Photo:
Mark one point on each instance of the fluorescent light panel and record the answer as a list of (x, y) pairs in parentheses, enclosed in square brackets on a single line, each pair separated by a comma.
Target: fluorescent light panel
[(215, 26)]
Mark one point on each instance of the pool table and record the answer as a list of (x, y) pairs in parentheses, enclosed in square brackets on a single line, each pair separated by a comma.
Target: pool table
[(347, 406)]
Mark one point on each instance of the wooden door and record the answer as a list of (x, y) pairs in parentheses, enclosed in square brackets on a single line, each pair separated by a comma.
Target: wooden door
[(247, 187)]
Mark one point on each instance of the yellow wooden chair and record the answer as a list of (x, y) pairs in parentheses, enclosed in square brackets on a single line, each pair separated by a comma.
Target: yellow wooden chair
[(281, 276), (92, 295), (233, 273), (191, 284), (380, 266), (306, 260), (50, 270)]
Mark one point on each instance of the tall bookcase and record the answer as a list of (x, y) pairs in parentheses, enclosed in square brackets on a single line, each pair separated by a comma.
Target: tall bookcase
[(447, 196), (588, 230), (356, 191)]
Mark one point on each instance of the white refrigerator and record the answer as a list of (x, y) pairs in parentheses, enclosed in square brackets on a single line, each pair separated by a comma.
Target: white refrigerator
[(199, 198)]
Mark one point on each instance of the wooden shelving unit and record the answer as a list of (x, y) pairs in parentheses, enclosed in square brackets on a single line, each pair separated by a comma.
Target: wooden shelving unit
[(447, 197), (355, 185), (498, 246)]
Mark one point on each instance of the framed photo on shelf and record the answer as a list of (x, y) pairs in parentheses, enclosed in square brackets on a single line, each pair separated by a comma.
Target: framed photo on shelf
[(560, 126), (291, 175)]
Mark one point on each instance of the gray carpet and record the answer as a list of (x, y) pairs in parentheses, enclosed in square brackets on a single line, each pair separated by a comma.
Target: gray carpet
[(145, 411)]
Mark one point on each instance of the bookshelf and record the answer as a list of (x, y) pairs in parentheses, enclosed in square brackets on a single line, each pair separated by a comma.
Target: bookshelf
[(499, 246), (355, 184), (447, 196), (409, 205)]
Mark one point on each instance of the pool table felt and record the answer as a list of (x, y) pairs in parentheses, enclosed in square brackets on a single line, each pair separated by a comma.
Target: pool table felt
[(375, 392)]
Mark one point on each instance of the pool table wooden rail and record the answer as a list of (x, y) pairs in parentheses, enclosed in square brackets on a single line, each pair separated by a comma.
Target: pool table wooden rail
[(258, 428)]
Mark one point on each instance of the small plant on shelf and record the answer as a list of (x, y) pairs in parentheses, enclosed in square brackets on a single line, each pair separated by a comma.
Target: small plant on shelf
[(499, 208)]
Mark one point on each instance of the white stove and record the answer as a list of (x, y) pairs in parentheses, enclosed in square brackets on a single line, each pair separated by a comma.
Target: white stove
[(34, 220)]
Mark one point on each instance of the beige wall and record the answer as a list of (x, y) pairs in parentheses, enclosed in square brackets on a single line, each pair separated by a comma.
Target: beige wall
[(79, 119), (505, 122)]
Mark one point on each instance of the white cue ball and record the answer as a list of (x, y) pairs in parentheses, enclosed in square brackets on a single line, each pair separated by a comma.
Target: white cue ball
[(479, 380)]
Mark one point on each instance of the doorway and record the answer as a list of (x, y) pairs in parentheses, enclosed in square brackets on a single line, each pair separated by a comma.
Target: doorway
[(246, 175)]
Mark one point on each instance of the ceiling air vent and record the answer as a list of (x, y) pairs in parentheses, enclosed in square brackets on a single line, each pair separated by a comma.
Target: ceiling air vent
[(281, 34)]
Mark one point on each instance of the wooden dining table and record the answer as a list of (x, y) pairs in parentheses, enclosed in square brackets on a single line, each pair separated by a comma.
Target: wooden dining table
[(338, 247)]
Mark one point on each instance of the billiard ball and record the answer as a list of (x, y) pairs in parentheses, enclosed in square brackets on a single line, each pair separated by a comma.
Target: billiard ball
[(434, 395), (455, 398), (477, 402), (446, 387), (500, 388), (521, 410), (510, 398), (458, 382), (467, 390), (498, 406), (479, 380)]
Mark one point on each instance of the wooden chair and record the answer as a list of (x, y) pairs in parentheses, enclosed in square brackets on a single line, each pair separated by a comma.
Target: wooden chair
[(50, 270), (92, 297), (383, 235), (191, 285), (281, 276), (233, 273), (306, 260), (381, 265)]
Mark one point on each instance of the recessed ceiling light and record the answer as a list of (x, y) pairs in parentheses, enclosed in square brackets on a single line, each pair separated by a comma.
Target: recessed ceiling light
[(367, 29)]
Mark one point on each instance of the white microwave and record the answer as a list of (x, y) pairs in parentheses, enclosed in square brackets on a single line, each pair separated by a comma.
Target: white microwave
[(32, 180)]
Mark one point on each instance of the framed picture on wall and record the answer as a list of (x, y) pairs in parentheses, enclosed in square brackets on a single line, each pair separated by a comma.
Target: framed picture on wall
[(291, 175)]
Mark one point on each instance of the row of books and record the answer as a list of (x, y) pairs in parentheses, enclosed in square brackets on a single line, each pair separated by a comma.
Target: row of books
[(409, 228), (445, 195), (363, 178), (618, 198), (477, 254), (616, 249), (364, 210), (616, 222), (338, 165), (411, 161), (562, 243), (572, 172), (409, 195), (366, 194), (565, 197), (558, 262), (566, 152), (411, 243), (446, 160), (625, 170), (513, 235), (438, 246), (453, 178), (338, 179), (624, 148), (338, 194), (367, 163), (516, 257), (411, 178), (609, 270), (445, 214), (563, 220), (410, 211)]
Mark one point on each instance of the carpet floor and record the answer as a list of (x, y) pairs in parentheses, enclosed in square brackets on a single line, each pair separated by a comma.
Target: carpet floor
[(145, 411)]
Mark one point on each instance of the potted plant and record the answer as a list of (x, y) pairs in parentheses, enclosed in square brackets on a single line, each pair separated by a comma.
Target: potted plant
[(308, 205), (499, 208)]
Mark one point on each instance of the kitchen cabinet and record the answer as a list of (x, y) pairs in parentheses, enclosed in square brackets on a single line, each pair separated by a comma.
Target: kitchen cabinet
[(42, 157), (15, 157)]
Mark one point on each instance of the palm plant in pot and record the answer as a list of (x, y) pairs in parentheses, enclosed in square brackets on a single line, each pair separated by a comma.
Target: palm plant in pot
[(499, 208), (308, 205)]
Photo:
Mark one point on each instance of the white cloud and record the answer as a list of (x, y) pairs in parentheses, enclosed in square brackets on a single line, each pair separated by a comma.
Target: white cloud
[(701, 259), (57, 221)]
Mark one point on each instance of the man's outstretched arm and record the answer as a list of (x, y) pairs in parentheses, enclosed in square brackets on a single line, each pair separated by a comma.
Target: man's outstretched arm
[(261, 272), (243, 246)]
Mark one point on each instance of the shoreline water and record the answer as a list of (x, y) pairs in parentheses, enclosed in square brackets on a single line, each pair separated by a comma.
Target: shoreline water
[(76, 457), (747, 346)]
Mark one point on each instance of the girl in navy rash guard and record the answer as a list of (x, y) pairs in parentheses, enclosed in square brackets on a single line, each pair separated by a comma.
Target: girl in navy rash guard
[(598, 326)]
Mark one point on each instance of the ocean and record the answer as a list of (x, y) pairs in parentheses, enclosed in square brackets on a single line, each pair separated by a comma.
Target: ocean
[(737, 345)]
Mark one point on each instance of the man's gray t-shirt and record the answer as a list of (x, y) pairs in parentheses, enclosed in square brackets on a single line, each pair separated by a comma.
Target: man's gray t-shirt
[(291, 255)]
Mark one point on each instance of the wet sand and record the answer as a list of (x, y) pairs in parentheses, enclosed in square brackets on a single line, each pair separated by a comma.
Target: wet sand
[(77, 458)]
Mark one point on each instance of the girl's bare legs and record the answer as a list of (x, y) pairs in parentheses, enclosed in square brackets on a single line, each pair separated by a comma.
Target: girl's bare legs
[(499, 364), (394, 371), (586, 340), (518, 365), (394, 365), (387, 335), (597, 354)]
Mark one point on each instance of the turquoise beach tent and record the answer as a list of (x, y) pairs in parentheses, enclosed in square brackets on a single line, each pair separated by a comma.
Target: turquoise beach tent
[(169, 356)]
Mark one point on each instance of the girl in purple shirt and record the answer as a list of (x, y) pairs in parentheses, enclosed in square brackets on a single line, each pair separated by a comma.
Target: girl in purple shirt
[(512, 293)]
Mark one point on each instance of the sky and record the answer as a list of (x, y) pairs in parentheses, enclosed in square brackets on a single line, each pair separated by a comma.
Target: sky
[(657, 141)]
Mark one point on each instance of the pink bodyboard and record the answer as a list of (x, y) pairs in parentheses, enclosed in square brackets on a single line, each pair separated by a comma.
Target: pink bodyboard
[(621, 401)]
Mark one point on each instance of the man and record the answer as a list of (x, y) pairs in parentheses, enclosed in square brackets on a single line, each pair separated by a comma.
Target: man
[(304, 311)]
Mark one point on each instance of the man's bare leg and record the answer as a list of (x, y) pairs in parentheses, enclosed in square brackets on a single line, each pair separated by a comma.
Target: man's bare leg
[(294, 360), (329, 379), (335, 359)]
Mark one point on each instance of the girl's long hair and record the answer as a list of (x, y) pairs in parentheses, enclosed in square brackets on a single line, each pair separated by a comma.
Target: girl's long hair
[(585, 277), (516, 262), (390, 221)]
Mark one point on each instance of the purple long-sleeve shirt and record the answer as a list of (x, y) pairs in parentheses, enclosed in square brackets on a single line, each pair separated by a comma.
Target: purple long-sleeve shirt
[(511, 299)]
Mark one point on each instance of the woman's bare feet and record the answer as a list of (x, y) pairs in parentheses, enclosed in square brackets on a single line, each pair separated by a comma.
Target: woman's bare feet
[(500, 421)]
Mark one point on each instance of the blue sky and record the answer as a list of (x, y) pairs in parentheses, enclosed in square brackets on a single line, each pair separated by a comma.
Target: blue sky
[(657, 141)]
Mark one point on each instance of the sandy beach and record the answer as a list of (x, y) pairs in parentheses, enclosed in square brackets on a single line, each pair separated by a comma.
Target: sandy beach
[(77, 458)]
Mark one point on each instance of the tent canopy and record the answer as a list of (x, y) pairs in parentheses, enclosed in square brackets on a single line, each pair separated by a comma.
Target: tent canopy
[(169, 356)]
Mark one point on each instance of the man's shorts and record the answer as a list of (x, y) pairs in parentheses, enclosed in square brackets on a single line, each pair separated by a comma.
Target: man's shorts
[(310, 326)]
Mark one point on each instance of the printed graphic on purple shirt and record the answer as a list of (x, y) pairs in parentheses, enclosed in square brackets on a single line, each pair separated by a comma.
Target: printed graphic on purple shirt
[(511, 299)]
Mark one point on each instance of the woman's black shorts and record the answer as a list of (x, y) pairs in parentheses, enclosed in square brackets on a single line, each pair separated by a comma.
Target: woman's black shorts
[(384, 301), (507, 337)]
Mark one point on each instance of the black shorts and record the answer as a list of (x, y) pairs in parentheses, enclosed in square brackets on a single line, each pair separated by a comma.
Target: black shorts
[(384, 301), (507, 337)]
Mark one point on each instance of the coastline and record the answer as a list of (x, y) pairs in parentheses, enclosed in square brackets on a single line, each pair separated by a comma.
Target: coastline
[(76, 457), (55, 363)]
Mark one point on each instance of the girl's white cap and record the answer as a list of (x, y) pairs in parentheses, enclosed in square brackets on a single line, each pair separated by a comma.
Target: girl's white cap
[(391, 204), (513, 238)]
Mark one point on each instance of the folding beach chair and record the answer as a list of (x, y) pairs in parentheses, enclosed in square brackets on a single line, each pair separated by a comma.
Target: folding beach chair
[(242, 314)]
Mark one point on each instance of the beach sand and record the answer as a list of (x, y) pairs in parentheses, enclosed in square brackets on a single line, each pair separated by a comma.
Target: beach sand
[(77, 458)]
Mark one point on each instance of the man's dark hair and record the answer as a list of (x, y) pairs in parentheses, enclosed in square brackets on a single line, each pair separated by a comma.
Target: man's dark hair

· · · ·

Return a word-for-word copy of the lines above from the one holding "Mark one point on each instance of the sandy" through the one holding "Mark one point on each instance of the printed", with both of them included and nothing besides.

EXPECTED ANSWER:
Mark one point on each instance of the sandy beach and record the answer as a list of (x, y) pairs in parentheses, enclosed in square brackets on a single line, each pair separated by a comma.
Target: sandy beach
[(77, 458)]
Mark one point on each instance of the tent canopy and record the answer as a list of (x, y) pairs in parentheses, enclosed in square brackets on a single line, each pair separated by a comma.
Target: tent canopy
[(169, 356)]
Mark one point on each instance of the man's shorts and record the answer as a list of (x, y) pairs in parentheses, enclosed in square brackets on a single line, each pair separated by a comma.
Target: man's shorts
[(310, 326)]
Mark one point on each instance of the printed graphic on purple shirt and record the answer as a list of (x, y) pairs in parentheses, enclosed in square brackets on a single line, each pair separated by a comma.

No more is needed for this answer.